Items from a labeling collection:
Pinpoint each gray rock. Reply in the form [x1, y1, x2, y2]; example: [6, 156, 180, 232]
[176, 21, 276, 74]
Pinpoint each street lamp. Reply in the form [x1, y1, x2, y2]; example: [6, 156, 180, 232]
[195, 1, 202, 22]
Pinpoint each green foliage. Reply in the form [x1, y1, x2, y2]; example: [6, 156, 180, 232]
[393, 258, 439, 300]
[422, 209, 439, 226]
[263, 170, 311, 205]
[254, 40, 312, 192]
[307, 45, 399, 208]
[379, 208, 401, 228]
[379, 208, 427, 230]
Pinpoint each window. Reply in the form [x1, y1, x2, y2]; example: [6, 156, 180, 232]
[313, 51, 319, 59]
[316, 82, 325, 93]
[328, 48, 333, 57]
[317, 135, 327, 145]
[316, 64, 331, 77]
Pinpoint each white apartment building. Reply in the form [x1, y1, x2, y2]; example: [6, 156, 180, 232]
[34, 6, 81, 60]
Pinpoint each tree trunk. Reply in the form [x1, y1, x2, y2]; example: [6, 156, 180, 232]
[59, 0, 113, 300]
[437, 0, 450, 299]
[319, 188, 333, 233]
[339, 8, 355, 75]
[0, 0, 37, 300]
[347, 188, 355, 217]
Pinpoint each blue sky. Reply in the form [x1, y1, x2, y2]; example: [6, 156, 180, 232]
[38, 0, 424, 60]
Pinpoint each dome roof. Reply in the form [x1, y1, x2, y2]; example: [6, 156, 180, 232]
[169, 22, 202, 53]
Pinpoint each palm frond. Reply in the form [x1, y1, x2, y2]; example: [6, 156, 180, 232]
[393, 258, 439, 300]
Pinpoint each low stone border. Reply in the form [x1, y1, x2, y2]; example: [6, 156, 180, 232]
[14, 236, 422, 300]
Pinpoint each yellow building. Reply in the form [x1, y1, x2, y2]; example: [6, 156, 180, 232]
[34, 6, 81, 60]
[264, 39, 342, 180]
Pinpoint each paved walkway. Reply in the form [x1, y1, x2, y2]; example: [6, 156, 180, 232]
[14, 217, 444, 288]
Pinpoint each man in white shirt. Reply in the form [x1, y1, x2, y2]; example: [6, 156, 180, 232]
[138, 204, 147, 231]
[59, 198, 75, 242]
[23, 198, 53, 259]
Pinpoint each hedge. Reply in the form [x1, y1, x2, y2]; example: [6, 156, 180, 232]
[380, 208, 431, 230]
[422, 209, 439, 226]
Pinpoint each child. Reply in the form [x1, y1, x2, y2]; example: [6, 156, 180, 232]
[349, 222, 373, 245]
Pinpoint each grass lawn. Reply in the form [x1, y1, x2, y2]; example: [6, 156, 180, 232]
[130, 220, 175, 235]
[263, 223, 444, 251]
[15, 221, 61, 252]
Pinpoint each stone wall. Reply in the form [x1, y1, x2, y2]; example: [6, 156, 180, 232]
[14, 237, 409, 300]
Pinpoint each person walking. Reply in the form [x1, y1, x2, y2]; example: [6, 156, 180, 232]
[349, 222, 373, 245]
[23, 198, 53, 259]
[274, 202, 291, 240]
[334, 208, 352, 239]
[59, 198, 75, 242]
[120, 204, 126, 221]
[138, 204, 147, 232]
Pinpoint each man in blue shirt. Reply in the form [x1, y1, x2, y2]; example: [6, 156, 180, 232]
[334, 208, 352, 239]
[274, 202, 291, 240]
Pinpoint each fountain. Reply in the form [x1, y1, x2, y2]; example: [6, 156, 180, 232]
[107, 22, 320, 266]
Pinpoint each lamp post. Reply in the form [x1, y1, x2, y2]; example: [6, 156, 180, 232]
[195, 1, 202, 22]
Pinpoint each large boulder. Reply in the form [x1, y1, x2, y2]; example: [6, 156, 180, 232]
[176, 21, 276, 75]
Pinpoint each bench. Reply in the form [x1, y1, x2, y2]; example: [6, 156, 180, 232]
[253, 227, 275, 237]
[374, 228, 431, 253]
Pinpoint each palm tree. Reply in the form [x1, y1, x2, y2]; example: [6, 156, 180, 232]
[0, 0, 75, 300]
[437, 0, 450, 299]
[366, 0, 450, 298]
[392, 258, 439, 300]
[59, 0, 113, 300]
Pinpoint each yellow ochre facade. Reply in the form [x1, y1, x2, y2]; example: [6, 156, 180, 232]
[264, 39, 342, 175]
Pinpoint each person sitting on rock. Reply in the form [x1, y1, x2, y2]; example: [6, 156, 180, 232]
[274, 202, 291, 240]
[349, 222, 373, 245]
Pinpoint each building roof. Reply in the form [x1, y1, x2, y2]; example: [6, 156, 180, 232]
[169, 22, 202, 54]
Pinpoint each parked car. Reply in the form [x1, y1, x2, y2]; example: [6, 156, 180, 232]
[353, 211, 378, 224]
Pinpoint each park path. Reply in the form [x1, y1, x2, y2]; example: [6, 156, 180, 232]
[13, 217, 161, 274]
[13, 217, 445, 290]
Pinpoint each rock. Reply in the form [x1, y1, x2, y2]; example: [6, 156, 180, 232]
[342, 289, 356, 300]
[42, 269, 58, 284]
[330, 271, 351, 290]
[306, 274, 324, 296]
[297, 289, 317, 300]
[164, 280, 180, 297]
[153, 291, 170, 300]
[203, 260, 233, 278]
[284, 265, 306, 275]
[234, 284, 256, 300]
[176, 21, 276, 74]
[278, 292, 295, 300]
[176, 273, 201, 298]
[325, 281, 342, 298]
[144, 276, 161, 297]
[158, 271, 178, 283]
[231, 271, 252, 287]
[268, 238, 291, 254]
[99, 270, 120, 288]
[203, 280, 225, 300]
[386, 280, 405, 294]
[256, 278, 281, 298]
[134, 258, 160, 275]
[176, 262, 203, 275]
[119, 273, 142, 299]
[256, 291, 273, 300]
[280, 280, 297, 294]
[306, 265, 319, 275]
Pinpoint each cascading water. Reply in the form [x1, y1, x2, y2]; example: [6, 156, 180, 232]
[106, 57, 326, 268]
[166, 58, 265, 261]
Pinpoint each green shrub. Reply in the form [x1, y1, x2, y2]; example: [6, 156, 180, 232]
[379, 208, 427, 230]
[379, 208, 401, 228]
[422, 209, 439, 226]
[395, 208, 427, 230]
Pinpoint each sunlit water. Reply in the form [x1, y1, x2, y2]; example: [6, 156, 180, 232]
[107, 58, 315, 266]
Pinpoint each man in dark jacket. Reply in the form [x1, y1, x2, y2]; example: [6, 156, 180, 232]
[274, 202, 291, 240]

__Given instruction__:
Rewrite every line from the line with "Pinpoint each person walking." to the line with "[13, 217, 445, 290]", both included, shifting each bounding-box coordinate in the answers up by 127. Keep all other text and the numbers in the remaining lines unchanged.

__Final result__:
Pinpoint each person walking. Reply in the form [x1, y1, x2, y2]; example: [6, 156, 180, 232]
[476, 349, 500, 372]
[150, 325, 180, 386]
[401, 329, 418, 367]
[461, 335, 479, 366]
[186, 325, 202, 369]
[247, 331, 253, 348]
[265, 331, 274, 359]
Pinpoint each man in blue shirt. Reply in the form [x1, y1, x2, y2]; example: [6, 156, 180, 232]
[461, 335, 479, 366]
[401, 329, 418, 367]
Pinpoint each fountain. Reply in the form [x1, y1, x2, y2]; example: [6, 156, 180, 232]
[234, 149, 447, 393]
Pinpoint each lamp post. Reply in the form [x1, y1, x2, y2]; example: [6, 156, 180, 232]
[322, 128, 329, 149]
Pinpoint each large boulder. Reply in the form [x1, y1, x2, y2]; example: [6, 156, 180, 232]
[303, 148, 403, 202]
Pinpoint each bench. Reply in the form [x1, y1, x2, y2]; example: [6, 156, 180, 232]
[380, 354, 402, 364]
[501, 355, 558, 380]
Pinpoint each palm tree. Reply in the form [x1, y1, x2, y2]; example: [6, 156, 180, 232]
[127, 127, 202, 427]
[564, 127, 577, 426]
[493, 127, 577, 425]
[519, 385, 566, 427]
[186, 127, 240, 427]
Pinpoint each yellow ochre facade. Reply in the form [x1, y1, x2, y2]; example: [6, 156, 180, 232]
[391, 166, 469, 302]
Pinpoint each person sitting on rock. Reply in the form [x1, y1, x2, y2]; example: [6, 156, 180, 232]
[401, 329, 418, 367]
[476, 349, 500, 372]
Pinpoint each building roof. Reply in the form [x1, y1, x2, y2]; example: [6, 156, 180, 232]
[296, 149, 329, 181]
Pinpoint each parked car. Reply in the form [x1, y1, x2, y2]; example: [6, 156, 180, 232]
[480, 338, 505, 351]
Pinpoint each park path. Reply in the form [x1, y1, x2, y2]; example: [6, 156, 180, 232]
[140, 344, 288, 401]
[140, 344, 572, 417]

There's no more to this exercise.